### Exercise brief
Every entry must be echoed exactly.
• • • • • • •
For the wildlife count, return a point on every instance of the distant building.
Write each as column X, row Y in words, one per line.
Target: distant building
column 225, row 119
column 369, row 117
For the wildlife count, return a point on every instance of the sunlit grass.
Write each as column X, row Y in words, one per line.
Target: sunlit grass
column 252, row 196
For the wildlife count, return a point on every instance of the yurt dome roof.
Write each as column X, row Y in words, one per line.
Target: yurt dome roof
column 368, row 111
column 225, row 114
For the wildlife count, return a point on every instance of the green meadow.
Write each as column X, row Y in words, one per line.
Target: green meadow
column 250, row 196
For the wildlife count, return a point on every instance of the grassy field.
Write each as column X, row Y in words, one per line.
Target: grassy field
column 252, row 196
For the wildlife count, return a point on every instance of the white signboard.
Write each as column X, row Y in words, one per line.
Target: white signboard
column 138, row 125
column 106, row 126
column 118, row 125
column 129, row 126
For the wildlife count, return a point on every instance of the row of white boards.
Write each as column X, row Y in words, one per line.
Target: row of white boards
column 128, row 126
• • • • • • •
### Full answer
For the wildlife count, return a point on every instance of the distant building.
Write each as column X, row Y in words, one per line.
Target: distant building
column 225, row 119
column 369, row 117
For the wildlife count, return a point on every instance of the sunlit grass.
Write each as column X, row Y in words, one per line.
Target: sunlit grass
column 252, row 196
For the wildlife count, return a point on every instance of the yurt dome roof.
Write each as column X, row Y in words, one per line.
Target: yurt dome roof
column 368, row 111
column 225, row 114
For the wildlife count, return a point on every instance of the green meadow.
Write each as column X, row Y in words, one per line.
Target: green meadow
column 250, row 196
For the wildlife count, return a point on every instance of the grassy field.
Write each as column X, row Y in words, one per line.
Target: grassy field
column 252, row 196
For the wildlife count, return a point on every instance of the white signboard.
Write each as column X, row Y in words, one per line.
Target: white signboard
column 138, row 125
column 106, row 126
column 118, row 125
column 129, row 126
For the wildlife count, return a point on every instance of the row of white boards.
Write each as column X, row Y in words, one per line.
Target: row of white boards
column 128, row 126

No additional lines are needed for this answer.